* Begin *

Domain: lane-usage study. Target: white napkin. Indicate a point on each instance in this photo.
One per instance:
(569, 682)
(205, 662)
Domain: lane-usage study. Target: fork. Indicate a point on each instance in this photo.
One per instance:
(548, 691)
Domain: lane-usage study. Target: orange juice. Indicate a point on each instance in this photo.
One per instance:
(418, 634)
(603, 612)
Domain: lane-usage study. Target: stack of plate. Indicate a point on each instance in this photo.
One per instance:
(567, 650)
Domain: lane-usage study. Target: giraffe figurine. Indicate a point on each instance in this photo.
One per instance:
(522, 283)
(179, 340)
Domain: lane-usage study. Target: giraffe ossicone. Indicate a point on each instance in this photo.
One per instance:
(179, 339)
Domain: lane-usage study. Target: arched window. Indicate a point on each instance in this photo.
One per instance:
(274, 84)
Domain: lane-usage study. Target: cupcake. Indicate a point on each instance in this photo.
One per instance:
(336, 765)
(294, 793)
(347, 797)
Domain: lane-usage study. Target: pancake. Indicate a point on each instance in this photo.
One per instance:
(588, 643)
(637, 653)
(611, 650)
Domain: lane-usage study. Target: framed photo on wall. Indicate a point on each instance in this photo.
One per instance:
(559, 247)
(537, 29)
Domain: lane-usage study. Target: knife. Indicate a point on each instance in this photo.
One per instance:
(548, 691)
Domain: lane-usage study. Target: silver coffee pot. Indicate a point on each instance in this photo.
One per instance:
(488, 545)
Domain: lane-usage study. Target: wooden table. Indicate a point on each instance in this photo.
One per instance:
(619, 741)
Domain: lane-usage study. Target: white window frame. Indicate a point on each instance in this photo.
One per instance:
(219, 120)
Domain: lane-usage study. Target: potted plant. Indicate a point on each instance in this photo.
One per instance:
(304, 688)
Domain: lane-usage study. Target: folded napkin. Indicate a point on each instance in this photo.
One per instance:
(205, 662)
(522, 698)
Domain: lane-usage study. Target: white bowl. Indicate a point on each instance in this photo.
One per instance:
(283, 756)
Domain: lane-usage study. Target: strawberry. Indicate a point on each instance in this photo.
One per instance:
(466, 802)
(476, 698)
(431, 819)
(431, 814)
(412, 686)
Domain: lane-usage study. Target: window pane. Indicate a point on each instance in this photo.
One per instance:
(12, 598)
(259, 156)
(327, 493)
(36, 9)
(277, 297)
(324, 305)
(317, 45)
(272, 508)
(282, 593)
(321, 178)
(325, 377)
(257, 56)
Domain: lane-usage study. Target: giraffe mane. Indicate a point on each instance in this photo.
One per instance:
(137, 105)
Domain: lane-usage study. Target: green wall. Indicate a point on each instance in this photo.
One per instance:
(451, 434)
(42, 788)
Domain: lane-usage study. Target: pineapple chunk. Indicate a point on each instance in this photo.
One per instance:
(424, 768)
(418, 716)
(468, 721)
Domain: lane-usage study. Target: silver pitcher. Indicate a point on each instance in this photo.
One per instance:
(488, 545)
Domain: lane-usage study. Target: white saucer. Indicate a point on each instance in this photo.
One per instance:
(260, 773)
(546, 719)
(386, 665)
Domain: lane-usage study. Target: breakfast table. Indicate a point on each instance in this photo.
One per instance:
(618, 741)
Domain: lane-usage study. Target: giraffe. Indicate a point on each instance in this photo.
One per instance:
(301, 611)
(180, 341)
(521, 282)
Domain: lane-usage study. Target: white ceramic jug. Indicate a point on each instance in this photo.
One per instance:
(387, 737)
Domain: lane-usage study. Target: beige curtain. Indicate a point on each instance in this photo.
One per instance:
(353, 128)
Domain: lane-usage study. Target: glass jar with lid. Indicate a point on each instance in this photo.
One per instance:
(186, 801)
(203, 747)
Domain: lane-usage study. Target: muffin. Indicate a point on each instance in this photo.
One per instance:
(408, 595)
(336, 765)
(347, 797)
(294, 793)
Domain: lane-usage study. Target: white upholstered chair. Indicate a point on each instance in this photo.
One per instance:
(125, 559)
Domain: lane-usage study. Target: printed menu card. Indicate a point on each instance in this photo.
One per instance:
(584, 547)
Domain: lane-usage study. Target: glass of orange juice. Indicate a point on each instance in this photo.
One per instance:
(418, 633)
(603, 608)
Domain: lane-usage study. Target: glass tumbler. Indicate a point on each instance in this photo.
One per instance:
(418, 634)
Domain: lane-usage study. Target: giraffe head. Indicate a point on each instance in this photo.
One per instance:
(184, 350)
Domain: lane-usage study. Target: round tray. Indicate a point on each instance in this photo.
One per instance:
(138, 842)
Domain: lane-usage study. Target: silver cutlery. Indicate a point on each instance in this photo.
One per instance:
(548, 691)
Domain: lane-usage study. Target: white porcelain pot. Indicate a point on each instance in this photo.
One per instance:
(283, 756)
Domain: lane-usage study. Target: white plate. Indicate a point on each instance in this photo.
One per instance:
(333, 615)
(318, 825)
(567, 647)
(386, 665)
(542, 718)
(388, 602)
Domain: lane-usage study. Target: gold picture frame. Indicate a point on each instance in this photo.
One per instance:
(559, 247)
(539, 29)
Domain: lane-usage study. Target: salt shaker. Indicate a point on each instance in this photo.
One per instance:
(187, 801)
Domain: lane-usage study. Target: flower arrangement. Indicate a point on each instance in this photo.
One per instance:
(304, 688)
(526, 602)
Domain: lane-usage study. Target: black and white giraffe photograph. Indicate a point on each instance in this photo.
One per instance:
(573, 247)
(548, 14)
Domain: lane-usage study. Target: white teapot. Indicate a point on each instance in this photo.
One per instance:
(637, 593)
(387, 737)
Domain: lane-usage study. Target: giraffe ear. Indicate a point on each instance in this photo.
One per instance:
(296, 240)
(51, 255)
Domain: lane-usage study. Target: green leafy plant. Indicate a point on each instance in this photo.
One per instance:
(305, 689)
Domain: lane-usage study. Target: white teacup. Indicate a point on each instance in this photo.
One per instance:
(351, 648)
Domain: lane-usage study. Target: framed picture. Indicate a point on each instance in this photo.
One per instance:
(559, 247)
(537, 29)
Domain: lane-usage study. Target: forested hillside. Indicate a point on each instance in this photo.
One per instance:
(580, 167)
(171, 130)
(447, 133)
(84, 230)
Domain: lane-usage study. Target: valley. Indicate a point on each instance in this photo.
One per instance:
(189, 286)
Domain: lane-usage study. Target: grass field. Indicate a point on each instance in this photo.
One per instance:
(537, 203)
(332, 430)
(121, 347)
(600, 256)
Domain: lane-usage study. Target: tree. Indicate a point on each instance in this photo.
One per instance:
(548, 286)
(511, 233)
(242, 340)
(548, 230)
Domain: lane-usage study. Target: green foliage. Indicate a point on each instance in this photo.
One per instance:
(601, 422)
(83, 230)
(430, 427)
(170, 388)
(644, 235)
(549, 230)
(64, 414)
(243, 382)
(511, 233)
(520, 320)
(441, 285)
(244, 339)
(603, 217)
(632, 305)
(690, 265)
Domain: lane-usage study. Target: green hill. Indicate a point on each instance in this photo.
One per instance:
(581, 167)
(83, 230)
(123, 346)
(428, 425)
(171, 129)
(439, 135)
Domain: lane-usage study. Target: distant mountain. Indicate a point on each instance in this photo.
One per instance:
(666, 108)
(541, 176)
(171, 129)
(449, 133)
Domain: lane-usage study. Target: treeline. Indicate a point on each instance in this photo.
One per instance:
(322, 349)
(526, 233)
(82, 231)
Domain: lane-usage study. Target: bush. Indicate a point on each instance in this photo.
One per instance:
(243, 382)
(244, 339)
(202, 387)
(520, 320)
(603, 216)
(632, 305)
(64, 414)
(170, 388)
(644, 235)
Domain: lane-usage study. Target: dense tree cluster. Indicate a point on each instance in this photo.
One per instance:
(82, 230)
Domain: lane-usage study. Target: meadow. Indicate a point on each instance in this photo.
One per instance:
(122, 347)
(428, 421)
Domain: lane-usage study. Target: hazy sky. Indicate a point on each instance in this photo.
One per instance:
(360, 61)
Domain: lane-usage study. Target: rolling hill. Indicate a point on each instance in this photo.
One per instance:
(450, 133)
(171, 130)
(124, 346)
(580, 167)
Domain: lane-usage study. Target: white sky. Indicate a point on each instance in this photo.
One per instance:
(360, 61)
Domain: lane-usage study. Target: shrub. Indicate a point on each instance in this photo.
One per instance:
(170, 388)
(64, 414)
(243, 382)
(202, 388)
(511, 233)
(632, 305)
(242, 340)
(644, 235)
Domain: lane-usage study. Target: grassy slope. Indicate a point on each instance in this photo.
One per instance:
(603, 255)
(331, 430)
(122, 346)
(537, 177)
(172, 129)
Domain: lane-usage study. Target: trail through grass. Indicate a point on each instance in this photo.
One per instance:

* End *

Work instructions:
Please give every line of the listing, beginning with the line that contains "Domain: lane-usage study. Target: rolling" and continuing through the end of the listing, as a JSON list of strings with one string per line and no blank lines.

Answer to this problem:
[
  "Domain: lane-usage study. Target: rolling hill. Indicate a point on each instance in this photo.",
  "One per instance:",
  "(450, 133)",
  "(171, 130)",
  "(124, 346)",
  "(580, 167)",
  "Domain: lane-usage study. Target: white sky. Indicate a point on each instance in this photo.",
  "One per instance:",
  "(360, 61)",
  "Domain: lane-usage study. Target: shrub. Indicate a point on each instance in this photo.",
  "One per instance:",
  "(170, 388)",
  "(64, 414)",
  "(243, 382)",
  "(202, 388)",
  "(511, 233)",
  "(632, 305)",
  "(242, 340)",
  "(644, 235)",
  "Domain: lane-usage study. Target: grassy slope. Indicate a point on each instance in this photo.",
  "One per instance:",
  "(603, 255)",
  "(331, 430)",
  "(122, 346)",
  "(537, 177)",
  "(172, 129)",
  "Domain: lane-usage study. Target: trail through grass. Indicate a point on each instance in this photo.",
  "One per instance:"
]